DATA SUPPLIED: Begin

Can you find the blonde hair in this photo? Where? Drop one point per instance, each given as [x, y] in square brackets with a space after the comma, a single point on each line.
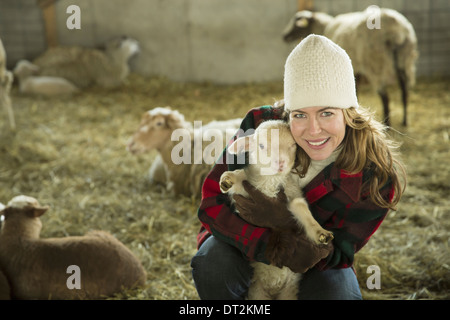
[366, 145]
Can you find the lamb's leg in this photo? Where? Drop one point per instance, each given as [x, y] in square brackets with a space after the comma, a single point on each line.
[314, 231]
[233, 179]
[257, 291]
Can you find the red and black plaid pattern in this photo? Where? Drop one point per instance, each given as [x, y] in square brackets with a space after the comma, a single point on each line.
[335, 198]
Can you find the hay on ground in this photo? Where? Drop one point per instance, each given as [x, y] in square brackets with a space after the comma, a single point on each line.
[70, 154]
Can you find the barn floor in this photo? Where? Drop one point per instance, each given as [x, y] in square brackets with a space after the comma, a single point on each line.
[69, 153]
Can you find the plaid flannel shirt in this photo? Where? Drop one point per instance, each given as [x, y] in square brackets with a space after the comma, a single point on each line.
[335, 199]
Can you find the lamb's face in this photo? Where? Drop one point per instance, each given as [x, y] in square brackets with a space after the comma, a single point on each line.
[299, 26]
[125, 46]
[274, 150]
[153, 133]
[23, 208]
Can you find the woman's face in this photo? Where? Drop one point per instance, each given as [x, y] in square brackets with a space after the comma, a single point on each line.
[318, 130]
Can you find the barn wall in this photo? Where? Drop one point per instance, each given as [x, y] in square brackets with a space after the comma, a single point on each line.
[224, 41]
[430, 19]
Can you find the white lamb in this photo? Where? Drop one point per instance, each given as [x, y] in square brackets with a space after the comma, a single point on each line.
[273, 141]
[41, 85]
[38, 268]
[382, 55]
[84, 66]
[156, 132]
[6, 80]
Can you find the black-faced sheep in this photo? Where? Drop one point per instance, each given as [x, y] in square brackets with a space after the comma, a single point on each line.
[6, 80]
[84, 67]
[39, 268]
[167, 131]
[272, 152]
[382, 55]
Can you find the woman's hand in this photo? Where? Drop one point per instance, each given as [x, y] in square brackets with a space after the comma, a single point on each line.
[263, 211]
[295, 251]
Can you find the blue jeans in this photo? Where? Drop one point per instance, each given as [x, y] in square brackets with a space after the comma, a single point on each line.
[221, 271]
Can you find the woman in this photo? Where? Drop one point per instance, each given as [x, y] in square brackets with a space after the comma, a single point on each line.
[346, 167]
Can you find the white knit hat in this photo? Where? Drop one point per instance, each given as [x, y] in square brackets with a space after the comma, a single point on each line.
[319, 73]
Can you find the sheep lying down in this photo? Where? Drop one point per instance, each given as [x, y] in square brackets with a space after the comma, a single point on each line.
[274, 136]
[47, 268]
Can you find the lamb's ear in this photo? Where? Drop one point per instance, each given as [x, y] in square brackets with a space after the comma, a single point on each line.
[241, 145]
[39, 211]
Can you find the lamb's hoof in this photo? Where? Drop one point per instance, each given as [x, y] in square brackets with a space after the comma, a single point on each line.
[225, 184]
[325, 238]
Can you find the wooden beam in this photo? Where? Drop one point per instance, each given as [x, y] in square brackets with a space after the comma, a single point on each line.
[49, 14]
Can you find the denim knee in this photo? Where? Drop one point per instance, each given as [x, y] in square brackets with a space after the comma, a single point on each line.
[220, 271]
[331, 284]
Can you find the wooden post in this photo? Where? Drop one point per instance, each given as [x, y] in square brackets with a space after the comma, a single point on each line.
[48, 11]
[305, 5]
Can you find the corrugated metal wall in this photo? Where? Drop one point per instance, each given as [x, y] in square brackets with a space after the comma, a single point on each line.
[431, 21]
[216, 40]
[21, 30]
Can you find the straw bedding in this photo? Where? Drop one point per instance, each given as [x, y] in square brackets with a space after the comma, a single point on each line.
[69, 153]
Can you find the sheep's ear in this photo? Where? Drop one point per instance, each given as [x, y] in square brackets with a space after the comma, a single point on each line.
[241, 145]
[302, 23]
[39, 211]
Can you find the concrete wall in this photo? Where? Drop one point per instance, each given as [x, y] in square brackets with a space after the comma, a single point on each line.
[431, 21]
[224, 41]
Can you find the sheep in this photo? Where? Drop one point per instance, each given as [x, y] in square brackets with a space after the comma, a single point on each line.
[85, 67]
[157, 131]
[273, 139]
[42, 85]
[39, 268]
[6, 80]
[379, 55]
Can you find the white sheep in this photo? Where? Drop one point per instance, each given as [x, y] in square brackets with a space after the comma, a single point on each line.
[6, 80]
[381, 55]
[41, 85]
[157, 132]
[84, 66]
[38, 268]
[272, 152]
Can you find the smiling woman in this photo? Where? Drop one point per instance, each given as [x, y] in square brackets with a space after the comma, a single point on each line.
[317, 130]
[346, 167]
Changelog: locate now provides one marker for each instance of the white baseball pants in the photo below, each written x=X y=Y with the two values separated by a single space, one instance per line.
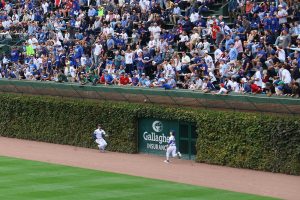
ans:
x=171 y=150
x=101 y=143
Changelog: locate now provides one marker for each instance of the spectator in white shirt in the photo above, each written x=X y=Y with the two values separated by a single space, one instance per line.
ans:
x=281 y=54
x=282 y=14
x=286 y=75
x=257 y=77
x=194 y=16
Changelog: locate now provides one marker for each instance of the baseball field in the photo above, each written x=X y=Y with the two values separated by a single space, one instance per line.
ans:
x=24 y=179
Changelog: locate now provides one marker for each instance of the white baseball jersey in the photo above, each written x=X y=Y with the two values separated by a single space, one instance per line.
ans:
x=172 y=141
x=99 y=133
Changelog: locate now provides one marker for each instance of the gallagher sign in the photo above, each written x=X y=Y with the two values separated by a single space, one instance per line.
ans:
x=154 y=135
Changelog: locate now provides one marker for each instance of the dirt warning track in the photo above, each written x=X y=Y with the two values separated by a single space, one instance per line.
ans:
x=183 y=171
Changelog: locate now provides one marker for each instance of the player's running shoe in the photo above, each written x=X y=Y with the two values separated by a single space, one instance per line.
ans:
x=179 y=155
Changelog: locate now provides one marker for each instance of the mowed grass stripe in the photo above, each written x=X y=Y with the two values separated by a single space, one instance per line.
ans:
x=24 y=179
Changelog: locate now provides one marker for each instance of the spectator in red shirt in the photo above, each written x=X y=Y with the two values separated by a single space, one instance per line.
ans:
x=215 y=30
x=124 y=79
x=255 y=89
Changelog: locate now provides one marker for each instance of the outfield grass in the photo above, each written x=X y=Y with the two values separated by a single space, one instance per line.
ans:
x=23 y=179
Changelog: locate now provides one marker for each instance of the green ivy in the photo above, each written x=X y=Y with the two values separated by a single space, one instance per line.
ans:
x=237 y=139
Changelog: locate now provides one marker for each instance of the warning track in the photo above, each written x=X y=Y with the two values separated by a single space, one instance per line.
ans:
x=183 y=171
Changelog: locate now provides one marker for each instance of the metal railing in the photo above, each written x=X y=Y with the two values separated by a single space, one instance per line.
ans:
x=179 y=97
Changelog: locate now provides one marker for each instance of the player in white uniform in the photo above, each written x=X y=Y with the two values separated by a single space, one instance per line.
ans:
x=98 y=134
x=171 y=150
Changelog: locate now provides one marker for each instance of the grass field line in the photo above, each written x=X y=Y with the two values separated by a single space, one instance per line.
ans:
x=183 y=171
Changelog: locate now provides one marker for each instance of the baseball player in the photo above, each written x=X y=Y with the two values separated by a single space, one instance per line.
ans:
x=98 y=135
x=171 y=150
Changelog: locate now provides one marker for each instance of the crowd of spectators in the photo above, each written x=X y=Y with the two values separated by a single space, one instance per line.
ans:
x=163 y=43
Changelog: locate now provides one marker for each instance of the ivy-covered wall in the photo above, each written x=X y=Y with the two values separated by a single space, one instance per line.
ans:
x=237 y=139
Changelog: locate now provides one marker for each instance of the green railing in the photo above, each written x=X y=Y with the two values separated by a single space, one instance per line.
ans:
x=180 y=97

DATA SUPPLIED: End

◆ **WORK TASK**: Pull every line holding "warning" out of the records.

◆ **RESULT FOR THIS TASK**:
Changelog: locate now provides one marker for each instance of the dirt warning track in the photo above, each written x=X y=Y with the two values separated by a single space, one instance per line.
Changelog: locate now provides one marker for each instance of the warning track in the photo above, each written x=X y=Y with the two values separated by a single space, one instance per line.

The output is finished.